本文 -
2021年7月

私の師匠となった患者さんたち!

2021.7.18

歯医者になって約30年になりますが、思い出深い患者さんが数人おられます。

その中でも強烈に覚えている3人を書かせていただきます。

1人目は、80代の総入れ歯の女性の患者さんです。「右下の糸切り歯が1本だけ残っていて何でも食べれていたのに、勝手に抜かれて何も食べれなくなった」というのが口癖でした。

レントゲンを見ると恐らくかなりグラグラしていた歯で、嚙むと痛みが出そうなので抜いて入れ歯を作る方が患者さんのためだと歯科医が判断し、抜歯したと思われます。

私が思うに「歯がある事が人としての尊厳であり、勝手に抜かれて奪われた事がショックである」ように感じました。それ以来患者さんの歯を抜く時は必ず納得しているか聞くようにしていますし、患者さんが迷う時は、抜けるまで待つようにしています。

2人目は、60代の感じの良い入れ歯の患者さんです。人が良さそうな患者さんだったので話しが盛り上がり患者さんの要望をできる限り取り入れることにしました。

不思議とスムーズに進み、入れ歯の嚙み合わせを全く調整することなく何でも食べることができました。その時患者さんに「前の歯医者は、話しが嚙み合わないから入れ歯も嚙み合わなかったが先生は、話しが嚙み合うから入れ歯も嚙み合う」と言われました。

データ -
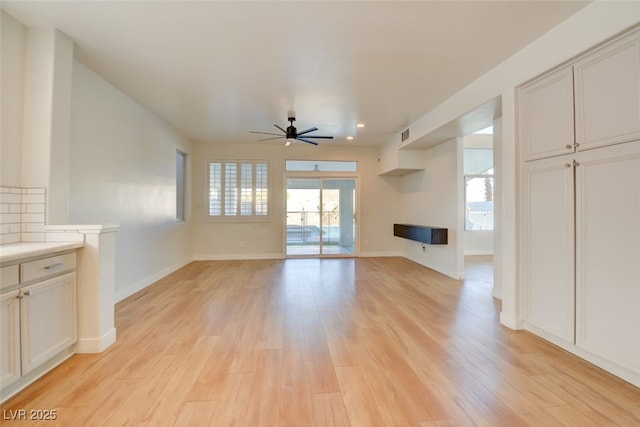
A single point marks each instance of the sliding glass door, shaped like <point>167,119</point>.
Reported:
<point>321,215</point>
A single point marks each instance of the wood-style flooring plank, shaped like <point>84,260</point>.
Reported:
<point>324,342</point>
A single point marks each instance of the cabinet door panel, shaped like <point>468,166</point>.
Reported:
<point>48,319</point>
<point>608,253</point>
<point>546,116</point>
<point>608,94</point>
<point>548,252</point>
<point>9,338</point>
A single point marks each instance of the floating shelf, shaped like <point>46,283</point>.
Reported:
<point>422,233</point>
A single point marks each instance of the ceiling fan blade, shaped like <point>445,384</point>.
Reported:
<point>307,141</point>
<point>307,131</point>
<point>318,136</point>
<point>264,133</point>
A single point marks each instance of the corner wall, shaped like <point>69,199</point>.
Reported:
<point>123,170</point>
<point>590,26</point>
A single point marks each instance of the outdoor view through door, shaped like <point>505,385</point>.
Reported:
<point>321,216</point>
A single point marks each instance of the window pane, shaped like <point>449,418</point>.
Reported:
<point>320,166</point>
<point>246,189</point>
<point>231,189</point>
<point>215,189</point>
<point>479,202</point>
<point>262,185</point>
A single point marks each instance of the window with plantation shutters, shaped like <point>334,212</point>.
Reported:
<point>239,189</point>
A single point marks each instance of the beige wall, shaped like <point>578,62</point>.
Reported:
<point>13,44</point>
<point>123,170</point>
<point>433,197</point>
<point>229,240</point>
<point>590,26</point>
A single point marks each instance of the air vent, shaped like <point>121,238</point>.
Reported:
<point>405,135</point>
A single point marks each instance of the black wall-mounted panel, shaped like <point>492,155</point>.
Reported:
<point>422,233</point>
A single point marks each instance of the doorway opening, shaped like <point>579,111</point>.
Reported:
<point>320,217</point>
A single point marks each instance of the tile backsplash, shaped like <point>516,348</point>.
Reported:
<point>22,214</point>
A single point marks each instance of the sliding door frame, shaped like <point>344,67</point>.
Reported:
<point>323,176</point>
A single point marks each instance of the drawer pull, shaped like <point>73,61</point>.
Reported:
<point>52,266</point>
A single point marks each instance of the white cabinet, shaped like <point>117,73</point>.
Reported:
<point>607,94</point>
<point>580,208</point>
<point>37,319</point>
<point>608,253</point>
<point>592,102</point>
<point>546,115</point>
<point>9,338</point>
<point>548,256</point>
<point>48,319</point>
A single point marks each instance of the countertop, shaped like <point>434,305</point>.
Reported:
<point>16,251</point>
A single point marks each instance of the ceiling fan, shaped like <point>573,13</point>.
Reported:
<point>291,134</point>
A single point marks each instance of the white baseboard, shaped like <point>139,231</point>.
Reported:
<point>96,345</point>
<point>238,257</point>
<point>379,254</point>
<point>510,321</point>
<point>141,284</point>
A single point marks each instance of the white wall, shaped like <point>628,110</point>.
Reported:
<point>478,242</point>
<point>123,170</point>
<point>228,240</point>
<point>590,26</point>
<point>433,197</point>
<point>13,43</point>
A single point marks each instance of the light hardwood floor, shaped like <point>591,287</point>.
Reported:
<point>333,342</point>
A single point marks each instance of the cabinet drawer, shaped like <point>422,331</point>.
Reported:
<point>8,276</point>
<point>47,267</point>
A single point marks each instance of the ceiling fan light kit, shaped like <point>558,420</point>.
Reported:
<point>291,134</point>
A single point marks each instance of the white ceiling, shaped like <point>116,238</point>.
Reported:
<point>216,70</point>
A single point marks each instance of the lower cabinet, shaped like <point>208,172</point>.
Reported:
<point>548,254</point>
<point>47,319</point>
<point>38,322</point>
<point>580,254</point>
<point>608,254</point>
<point>9,338</point>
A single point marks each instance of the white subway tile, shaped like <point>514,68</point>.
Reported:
<point>11,218</point>
<point>10,198</point>
<point>34,208</point>
<point>32,217</point>
<point>33,191</point>
<point>33,198</point>
<point>63,237</point>
<point>9,238</point>
<point>32,237</point>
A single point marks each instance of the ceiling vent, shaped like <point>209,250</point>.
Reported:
<point>405,135</point>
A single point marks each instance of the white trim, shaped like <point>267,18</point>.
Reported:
<point>96,345</point>
<point>238,257</point>
<point>141,284</point>
<point>380,254</point>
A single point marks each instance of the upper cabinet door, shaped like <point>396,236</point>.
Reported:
<point>546,116</point>
<point>607,86</point>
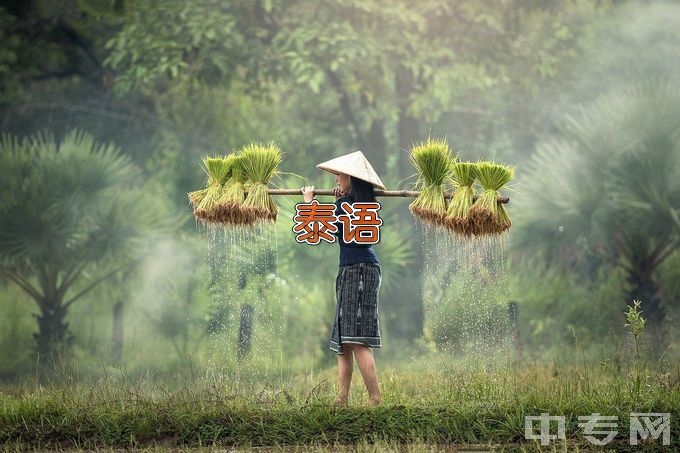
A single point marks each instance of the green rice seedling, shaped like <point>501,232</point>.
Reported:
<point>218,169</point>
<point>487,215</point>
<point>260,163</point>
<point>230,204</point>
<point>433,160</point>
<point>463,177</point>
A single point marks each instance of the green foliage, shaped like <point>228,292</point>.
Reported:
<point>463,177</point>
<point>421,410</point>
<point>260,163</point>
<point>74,215</point>
<point>611,180</point>
<point>432,160</point>
<point>487,215</point>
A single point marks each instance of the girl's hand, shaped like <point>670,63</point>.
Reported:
<point>308,193</point>
<point>339,193</point>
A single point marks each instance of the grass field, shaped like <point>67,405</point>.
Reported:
<point>420,411</point>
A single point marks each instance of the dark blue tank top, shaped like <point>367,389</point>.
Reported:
<point>352,253</point>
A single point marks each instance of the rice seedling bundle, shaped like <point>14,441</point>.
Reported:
<point>205,201</point>
<point>230,203</point>
<point>457,220</point>
<point>260,163</point>
<point>487,215</point>
<point>433,160</point>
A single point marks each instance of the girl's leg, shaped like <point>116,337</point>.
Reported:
<point>345,365</point>
<point>364,357</point>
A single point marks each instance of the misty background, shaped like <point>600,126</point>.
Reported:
<point>103,268</point>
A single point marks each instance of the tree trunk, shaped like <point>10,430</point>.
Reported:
<point>117,337</point>
<point>53,337</point>
<point>245,331</point>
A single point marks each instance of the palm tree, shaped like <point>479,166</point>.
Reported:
<point>611,183</point>
<point>71,216</point>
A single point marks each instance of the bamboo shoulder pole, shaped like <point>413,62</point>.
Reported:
<point>378,193</point>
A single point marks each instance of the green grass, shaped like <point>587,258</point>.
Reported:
<point>420,409</point>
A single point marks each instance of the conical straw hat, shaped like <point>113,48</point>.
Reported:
<point>353,164</point>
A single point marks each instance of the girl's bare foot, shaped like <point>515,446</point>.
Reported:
<point>342,401</point>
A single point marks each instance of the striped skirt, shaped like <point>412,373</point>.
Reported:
<point>356,306</point>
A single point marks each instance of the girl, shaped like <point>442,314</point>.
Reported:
<point>356,327</point>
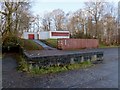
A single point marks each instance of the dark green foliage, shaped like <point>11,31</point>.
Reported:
<point>81,35</point>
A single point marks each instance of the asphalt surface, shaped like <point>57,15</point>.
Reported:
<point>104,75</point>
<point>46,47</point>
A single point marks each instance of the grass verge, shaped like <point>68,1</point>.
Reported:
<point>30,45</point>
<point>36,70</point>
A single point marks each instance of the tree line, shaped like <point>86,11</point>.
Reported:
<point>95,20</point>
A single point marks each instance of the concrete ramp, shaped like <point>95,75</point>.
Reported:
<point>46,47</point>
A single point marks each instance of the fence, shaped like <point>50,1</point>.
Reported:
<point>68,44</point>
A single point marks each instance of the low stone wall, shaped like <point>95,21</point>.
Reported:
<point>94,57</point>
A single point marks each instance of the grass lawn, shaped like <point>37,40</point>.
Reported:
<point>51,42</point>
<point>31,45</point>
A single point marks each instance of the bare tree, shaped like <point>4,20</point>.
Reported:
<point>58,18</point>
<point>15,17</point>
<point>96,10</point>
<point>47,22</point>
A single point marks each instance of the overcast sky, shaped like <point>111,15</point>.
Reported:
<point>41,6</point>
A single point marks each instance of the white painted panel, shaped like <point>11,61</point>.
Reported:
<point>25,35</point>
<point>44,35</point>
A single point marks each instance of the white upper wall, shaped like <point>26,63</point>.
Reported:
<point>25,35</point>
<point>44,35</point>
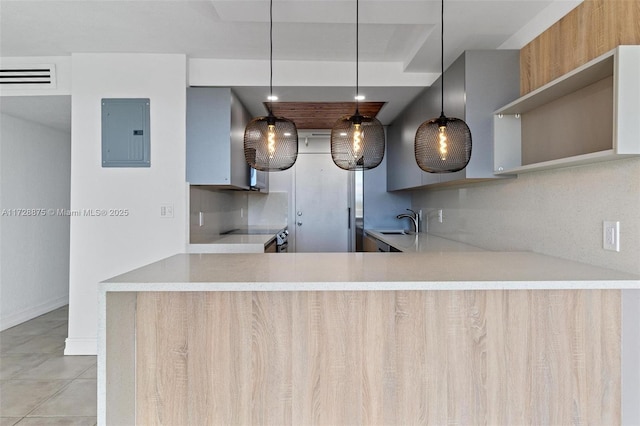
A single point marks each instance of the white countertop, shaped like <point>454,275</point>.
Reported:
<point>434,270</point>
<point>419,243</point>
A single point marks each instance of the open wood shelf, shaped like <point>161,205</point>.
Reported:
<point>588,115</point>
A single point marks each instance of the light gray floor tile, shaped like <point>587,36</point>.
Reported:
<point>90,373</point>
<point>60,421</point>
<point>10,365</point>
<point>58,367</point>
<point>39,345</point>
<point>77,399</point>
<point>60,313</point>
<point>10,342</point>
<point>34,327</point>
<point>19,397</point>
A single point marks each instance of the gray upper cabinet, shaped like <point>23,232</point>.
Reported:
<point>476,84</point>
<point>215,138</point>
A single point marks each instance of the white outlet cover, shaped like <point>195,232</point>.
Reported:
<point>166,210</point>
<point>611,235</point>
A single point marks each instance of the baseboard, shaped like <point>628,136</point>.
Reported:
<point>32,312</point>
<point>86,346</point>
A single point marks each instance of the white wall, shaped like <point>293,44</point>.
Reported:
<point>34,250</point>
<point>102,247</point>
<point>555,212</point>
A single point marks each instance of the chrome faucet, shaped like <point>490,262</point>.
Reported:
<point>414,218</point>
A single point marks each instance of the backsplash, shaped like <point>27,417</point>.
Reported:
<point>554,212</point>
<point>222,210</point>
<point>225,210</point>
<point>269,210</point>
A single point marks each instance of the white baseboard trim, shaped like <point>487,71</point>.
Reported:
<point>32,312</point>
<point>86,346</point>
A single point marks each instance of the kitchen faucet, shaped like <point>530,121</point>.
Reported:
<point>414,218</point>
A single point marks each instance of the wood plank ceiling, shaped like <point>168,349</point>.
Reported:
<point>321,115</point>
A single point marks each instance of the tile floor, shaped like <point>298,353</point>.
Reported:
<point>38,384</point>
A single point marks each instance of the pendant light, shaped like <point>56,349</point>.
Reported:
<point>271,143</point>
<point>443,144</point>
<point>357,141</point>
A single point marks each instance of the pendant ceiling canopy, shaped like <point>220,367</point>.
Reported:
<point>357,141</point>
<point>270,142</point>
<point>443,144</point>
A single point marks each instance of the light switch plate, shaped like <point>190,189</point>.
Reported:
<point>611,235</point>
<point>166,210</point>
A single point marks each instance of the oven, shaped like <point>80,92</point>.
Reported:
<point>282,241</point>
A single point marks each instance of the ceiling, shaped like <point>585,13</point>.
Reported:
<point>405,33</point>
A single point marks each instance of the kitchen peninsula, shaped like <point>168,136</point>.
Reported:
<point>461,337</point>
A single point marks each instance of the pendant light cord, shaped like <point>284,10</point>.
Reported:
<point>442,58</point>
<point>357,55</point>
<point>271,57</point>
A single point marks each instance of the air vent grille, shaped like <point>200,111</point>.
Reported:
<point>28,76</point>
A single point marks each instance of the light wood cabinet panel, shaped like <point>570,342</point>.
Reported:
<point>593,28</point>
<point>378,357</point>
<point>587,115</point>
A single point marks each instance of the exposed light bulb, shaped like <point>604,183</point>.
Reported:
<point>442,136</point>
<point>357,140</point>
<point>271,140</point>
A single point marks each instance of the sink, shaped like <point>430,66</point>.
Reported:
<point>397,232</point>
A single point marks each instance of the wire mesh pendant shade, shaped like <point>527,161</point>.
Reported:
<point>443,145</point>
<point>271,143</point>
<point>357,142</point>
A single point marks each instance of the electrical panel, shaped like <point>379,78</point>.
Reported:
<point>125,133</point>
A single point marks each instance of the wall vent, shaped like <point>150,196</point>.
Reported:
<point>28,76</point>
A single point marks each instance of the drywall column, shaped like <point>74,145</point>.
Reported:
<point>104,246</point>
<point>34,260</point>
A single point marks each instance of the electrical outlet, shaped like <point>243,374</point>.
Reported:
<point>166,210</point>
<point>611,235</point>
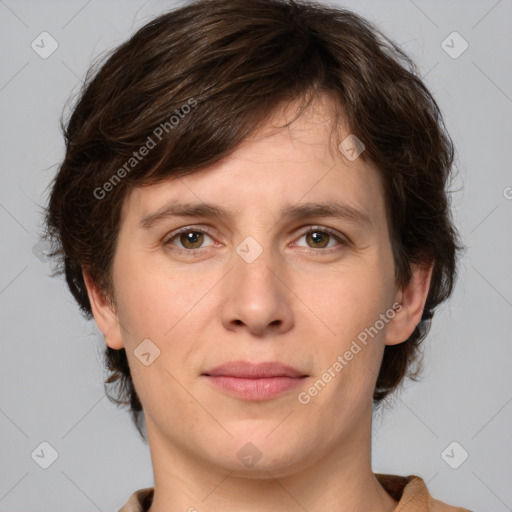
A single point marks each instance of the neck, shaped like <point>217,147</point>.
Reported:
<point>340,480</point>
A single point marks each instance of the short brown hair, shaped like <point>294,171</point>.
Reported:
<point>221,68</point>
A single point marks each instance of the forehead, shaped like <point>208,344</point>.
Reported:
<point>275,168</point>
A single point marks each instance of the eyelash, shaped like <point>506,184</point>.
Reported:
<point>207,231</point>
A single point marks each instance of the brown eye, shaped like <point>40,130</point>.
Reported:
<point>187,240</point>
<point>191,239</point>
<point>318,238</point>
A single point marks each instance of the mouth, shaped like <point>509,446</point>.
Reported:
<point>254,381</point>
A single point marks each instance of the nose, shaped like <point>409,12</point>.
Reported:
<point>257,293</point>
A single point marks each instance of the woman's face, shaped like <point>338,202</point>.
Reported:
<point>258,288</point>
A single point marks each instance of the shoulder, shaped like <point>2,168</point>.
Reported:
<point>139,501</point>
<point>412,494</point>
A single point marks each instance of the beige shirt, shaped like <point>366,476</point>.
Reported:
<point>411,492</point>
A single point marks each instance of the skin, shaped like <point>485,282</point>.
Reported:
<point>301,308</point>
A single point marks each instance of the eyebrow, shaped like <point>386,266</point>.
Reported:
<point>333,209</point>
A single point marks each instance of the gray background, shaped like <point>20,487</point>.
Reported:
<point>51,379</point>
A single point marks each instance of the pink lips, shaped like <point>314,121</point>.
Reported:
<point>254,381</point>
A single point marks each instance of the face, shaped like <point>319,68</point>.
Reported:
<point>258,285</point>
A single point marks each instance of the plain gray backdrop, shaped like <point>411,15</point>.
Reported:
<point>51,380</point>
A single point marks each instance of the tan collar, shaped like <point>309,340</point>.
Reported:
<point>410,491</point>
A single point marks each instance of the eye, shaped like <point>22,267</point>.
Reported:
<point>320,237</point>
<point>189,237</point>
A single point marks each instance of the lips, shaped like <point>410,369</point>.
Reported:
<point>254,381</point>
<point>249,370</point>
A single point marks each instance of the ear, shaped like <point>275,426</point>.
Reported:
<point>412,299</point>
<point>104,313</point>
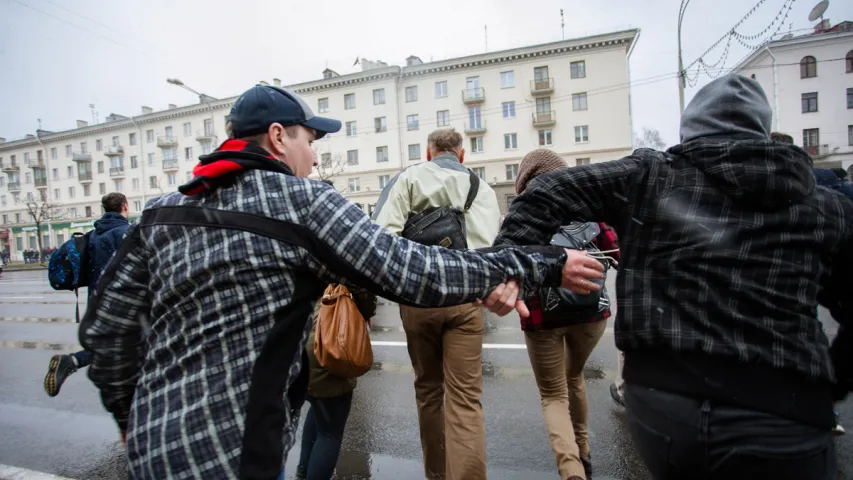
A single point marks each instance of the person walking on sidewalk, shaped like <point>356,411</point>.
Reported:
<point>446,344</point>
<point>103,243</point>
<point>727,249</point>
<point>559,345</point>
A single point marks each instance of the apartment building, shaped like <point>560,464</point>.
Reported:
<point>570,96</point>
<point>809,83</point>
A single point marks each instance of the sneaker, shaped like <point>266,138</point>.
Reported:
<point>60,368</point>
<point>614,393</point>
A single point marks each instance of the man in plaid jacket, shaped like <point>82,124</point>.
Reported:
<point>728,247</point>
<point>198,324</point>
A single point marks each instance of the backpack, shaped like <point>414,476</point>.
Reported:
<point>566,304</point>
<point>442,226</point>
<point>70,266</point>
<point>341,340</point>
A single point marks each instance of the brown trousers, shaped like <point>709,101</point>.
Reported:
<point>558,357</point>
<point>446,348</point>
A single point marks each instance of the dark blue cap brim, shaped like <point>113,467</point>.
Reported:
<point>323,125</point>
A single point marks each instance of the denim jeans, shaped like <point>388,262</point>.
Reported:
<point>685,437</point>
<point>322,436</point>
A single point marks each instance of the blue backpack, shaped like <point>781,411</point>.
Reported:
<point>70,266</point>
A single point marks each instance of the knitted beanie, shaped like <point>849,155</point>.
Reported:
<point>535,163</point>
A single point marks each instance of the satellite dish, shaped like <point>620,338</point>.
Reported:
<point>818,10</point>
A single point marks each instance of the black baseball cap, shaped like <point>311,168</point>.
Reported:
<point>262,105</point>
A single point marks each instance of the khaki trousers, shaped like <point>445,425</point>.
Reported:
<point>446,349</point>
<point>558,357</point>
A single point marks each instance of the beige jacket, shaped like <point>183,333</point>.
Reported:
<point>441,182</point>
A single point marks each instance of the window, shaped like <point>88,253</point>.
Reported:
<point>412,93</point>
<point>380,124</point>
<point>440,89</point>
<point>412,122</point>
<point>579,101</point>
<point>354,185</point>
<point>415,151</point>
<point>381,154</point>
<point>510,141</point>
<point>578,69</point>
<point>379,96</point>
<point>511,171</point>
<point>507,79</point>
<point>808,67</point>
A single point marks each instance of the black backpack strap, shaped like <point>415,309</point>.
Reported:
<point>472,192</point>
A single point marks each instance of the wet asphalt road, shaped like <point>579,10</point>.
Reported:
<point>72,436</point>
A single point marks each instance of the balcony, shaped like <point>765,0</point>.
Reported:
<point>170,165</point>
<point>81,156</point>
<point>545,119</point>
<point>205,136</point>
<point>473,96</point>
<point>475,127</point>
<point>167,141</point>
<point>115,151</point>
<point>543,86</point>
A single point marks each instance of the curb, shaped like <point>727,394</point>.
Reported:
<point>8,472</point>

やること 1 -
本文でかぎかっこ「」に入っている言葉を、全部書き出してください。
やること 2 -
本文の「私が思うに」で始まる段落を、大事な内容は残したまま短くまとめてください。
やること 3 -
本文の「1人目は、80代の総入れ歯の」から「断し、抜歯したと思われます。」までを、そのまま書き写してください。

答え 1 -
- 「右下の糸切り歯が1本だけ残っていて何でも食べれていたのに、勝手に抜かれて何も食べれなくなった」
- 「歯がある事が人としての尊厳であり、勝手に抜かれて奪われた事がショックである」
- 「前の歯医者は、話しが嚙み合わないから入れ歯も嚙み合わなかったが先生は、話しが嚙み合うから入れ歯も嚙み合う」

答え 2 -
勝手に歯を抜かれたことは、人としての尊厳を奪われたショックだったように感じた。それからは、歯を抜く前に患者さんが納得しているか必ず聞いている。患者さんが迷うときは、歯が抜けるまで待つようにしている。

答え 3 -
1人目は、80代の総入れ歯の女性の患者さんです。「右下の糸切り歯が1本だけ残っていて何でも食べれていたのに、勝手に抜かれて何も食べれなくなった」というのが口癖でした。

レントゲンを見ると恐らくかなりグラグラしていた歯で、嚙むと痛みが出そうなので抜いて入れ歯を作る方が患者さんのためだと歯科医が判断し、抜歯したと思われます。